- **What you need to do**
Exactly the lines from the line containing "indicate the green stem with a point" through the last line of the entries below should appear in the answer, reproduced verbatim.

- **Supplied material**
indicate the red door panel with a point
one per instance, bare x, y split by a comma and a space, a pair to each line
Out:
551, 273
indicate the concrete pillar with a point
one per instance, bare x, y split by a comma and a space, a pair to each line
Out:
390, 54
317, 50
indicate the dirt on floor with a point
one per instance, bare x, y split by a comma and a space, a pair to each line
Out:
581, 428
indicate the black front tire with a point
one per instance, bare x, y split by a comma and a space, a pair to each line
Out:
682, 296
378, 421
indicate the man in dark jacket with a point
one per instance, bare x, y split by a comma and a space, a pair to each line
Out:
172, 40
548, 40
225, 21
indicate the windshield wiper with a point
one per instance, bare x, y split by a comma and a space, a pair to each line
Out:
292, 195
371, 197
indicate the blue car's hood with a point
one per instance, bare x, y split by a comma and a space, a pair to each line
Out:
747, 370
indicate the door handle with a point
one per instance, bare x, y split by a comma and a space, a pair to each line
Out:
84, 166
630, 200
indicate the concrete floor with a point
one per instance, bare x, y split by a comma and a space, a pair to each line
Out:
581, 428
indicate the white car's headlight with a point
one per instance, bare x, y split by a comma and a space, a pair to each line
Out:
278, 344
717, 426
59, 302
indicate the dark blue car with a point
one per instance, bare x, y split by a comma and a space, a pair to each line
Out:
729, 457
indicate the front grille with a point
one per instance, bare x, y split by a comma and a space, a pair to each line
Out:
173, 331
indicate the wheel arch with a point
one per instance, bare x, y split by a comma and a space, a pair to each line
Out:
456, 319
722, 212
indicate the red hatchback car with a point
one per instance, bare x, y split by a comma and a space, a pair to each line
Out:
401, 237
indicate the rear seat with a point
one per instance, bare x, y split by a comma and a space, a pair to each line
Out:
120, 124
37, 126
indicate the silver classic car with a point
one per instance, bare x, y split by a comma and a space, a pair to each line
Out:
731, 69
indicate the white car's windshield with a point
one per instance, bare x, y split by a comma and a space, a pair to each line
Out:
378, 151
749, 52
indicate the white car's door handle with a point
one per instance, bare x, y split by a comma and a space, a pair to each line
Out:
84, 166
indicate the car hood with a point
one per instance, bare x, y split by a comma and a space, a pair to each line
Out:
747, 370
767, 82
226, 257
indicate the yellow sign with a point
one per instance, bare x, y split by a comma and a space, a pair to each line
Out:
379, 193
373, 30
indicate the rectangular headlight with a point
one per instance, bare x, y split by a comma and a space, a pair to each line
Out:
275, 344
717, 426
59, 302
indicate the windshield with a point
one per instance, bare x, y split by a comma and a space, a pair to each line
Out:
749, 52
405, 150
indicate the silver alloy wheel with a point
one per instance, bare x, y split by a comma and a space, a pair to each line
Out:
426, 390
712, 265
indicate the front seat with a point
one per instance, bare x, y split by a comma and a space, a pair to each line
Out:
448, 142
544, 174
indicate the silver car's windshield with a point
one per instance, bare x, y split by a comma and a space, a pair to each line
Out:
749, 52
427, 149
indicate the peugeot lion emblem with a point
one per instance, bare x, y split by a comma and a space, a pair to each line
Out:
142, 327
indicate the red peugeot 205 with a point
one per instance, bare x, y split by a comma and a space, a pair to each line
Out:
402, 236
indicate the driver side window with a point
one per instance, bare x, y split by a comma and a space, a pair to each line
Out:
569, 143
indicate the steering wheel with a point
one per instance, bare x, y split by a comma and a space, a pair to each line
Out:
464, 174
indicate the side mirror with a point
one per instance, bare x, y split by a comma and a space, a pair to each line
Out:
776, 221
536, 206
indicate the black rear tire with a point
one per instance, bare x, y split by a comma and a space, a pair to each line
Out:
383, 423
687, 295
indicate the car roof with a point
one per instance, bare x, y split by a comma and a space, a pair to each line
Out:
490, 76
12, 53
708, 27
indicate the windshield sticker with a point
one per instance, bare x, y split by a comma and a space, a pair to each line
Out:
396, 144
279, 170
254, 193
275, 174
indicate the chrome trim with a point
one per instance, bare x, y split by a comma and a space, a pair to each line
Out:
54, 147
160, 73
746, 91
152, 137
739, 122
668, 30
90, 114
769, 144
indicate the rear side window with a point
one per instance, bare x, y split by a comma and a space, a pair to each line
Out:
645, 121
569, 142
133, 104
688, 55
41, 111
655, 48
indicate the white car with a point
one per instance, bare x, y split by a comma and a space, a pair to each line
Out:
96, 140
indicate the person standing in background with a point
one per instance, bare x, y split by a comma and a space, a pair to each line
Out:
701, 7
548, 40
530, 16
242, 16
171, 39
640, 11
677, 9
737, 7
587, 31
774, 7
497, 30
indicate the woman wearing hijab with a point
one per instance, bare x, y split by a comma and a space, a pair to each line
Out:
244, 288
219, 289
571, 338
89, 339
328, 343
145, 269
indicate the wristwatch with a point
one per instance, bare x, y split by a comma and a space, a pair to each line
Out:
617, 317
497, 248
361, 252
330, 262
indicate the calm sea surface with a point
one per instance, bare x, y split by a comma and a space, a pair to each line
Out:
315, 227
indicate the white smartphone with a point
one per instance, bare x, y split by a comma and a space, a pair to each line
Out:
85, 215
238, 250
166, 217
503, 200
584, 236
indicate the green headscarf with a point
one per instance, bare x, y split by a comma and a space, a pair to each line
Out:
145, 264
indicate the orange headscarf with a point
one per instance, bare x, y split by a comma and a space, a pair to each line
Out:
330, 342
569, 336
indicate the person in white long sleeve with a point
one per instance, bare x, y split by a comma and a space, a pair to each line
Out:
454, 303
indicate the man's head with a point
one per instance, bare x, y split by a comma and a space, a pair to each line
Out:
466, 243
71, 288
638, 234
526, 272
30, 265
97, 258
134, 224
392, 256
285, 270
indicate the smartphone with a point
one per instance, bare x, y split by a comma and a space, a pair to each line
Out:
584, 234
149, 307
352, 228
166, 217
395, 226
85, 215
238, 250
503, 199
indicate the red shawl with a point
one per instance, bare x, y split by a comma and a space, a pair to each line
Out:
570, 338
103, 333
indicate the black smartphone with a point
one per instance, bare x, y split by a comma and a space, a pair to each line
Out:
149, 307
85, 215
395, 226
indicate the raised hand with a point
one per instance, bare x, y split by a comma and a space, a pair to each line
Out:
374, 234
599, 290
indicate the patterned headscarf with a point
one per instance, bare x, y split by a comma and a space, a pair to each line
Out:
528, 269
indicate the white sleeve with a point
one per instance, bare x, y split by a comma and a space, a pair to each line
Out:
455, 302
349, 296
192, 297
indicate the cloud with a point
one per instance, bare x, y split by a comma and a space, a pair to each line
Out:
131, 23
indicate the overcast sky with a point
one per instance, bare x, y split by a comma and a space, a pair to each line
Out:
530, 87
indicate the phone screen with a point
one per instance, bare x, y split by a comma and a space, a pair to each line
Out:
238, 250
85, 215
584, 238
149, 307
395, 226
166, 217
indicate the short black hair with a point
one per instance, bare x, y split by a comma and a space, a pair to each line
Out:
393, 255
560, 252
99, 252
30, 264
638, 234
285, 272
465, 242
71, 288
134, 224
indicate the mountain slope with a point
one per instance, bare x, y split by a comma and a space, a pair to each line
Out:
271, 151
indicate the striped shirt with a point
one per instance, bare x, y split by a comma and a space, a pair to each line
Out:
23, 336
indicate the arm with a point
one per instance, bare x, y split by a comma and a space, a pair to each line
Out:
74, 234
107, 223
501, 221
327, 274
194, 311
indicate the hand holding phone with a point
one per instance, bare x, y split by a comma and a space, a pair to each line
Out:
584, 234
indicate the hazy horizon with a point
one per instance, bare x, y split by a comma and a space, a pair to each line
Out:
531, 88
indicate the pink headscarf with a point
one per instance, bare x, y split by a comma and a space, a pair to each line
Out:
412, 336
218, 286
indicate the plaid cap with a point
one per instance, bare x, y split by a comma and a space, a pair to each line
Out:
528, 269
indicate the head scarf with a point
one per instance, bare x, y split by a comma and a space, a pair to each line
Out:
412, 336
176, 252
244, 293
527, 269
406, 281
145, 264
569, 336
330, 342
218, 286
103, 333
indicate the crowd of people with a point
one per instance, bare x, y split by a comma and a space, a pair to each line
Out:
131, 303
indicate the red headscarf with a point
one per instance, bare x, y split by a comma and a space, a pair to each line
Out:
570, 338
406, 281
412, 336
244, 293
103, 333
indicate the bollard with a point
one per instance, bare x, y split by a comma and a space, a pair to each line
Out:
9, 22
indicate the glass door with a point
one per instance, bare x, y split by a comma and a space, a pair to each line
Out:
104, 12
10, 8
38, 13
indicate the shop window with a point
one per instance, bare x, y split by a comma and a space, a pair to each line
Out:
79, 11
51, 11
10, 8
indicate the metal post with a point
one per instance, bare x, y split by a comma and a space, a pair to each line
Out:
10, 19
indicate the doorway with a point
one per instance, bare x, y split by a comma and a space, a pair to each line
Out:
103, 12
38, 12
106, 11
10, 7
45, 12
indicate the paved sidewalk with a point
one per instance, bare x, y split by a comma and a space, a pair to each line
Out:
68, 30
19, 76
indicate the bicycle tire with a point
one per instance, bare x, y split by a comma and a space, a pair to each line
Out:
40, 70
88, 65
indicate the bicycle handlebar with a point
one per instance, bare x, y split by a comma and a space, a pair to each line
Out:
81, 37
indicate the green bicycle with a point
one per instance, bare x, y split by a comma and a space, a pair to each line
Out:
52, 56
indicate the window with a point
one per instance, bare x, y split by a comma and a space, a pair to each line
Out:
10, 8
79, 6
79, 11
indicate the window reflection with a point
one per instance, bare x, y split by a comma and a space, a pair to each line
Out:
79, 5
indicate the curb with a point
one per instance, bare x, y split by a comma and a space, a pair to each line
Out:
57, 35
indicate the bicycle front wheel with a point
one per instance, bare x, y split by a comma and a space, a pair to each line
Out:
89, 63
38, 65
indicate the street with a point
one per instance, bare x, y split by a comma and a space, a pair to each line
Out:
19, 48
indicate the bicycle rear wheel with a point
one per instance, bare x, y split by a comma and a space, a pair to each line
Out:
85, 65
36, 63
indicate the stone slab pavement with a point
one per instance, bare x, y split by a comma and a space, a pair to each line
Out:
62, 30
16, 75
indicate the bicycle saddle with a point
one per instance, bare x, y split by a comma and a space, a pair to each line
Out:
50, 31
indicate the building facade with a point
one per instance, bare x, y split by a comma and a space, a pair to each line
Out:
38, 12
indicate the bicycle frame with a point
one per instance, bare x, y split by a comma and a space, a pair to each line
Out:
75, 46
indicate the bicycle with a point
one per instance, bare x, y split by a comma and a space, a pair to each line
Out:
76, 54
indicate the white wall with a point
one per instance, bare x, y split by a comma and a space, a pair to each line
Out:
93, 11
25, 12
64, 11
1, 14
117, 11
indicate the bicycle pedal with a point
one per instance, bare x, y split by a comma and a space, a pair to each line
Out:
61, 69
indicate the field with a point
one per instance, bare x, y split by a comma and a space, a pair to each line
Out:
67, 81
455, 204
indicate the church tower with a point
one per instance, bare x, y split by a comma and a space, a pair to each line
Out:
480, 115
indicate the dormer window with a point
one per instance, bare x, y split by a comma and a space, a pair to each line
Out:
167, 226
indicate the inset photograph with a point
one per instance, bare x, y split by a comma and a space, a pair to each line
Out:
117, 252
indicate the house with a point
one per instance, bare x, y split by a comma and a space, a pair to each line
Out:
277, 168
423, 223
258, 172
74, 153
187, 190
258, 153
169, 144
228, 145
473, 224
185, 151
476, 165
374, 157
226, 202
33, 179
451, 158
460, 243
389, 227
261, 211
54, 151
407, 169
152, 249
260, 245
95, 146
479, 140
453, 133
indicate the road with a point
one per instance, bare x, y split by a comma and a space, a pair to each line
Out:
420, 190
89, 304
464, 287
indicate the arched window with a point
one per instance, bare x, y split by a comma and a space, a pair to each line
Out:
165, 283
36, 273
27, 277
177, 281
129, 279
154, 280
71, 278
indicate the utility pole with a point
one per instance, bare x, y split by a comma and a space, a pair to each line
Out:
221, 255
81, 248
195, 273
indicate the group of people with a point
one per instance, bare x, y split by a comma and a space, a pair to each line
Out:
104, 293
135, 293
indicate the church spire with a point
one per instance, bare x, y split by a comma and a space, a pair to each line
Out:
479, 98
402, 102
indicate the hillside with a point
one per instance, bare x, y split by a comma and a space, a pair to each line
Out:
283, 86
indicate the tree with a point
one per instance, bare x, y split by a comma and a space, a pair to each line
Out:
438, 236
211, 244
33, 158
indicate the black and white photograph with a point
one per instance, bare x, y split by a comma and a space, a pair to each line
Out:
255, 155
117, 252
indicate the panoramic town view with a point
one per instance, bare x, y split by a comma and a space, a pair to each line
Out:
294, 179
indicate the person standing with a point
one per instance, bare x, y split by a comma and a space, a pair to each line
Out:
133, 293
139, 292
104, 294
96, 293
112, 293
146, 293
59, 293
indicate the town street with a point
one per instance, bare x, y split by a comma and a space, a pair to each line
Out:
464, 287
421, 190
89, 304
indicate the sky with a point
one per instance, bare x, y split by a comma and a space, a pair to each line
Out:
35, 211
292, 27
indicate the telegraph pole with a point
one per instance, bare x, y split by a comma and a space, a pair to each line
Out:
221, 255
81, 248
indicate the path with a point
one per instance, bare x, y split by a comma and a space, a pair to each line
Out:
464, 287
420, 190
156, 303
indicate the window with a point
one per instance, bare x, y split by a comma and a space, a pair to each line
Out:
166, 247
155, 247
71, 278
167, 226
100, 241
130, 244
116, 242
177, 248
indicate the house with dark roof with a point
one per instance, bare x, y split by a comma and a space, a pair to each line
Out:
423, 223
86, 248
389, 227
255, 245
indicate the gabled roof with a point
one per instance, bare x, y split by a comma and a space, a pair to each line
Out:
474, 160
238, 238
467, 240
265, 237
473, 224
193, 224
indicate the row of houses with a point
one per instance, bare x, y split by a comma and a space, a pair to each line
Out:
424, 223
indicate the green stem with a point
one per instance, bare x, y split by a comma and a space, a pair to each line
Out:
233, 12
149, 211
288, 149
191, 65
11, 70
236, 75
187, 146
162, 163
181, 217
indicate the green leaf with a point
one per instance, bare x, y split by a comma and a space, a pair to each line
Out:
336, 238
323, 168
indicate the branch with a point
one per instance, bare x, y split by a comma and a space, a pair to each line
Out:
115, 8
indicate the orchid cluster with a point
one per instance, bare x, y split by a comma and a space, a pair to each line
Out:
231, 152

- **Response**
indicate the green stem with a point
one per instance, bare x, y split by a comma and a space, a pair to each line
Out:
233, 12
149, 211
288, 149
191, 65
11, 70
236, 75
187, 146
162, 163
181, 217
indicate the green leaf with a point
one per instance, bare x, y split by a comma and a space, a pair to each line
Out:
336, 238
323, 168
indicate the branch with a point
one per instance, bare x, y split by a comma and a space, a pair to each line
Out:
115, 8
indicate the orchid cluster with a point
one per instance, bare x, y split by a comma and a space, a pair to each line
Out:
231, 152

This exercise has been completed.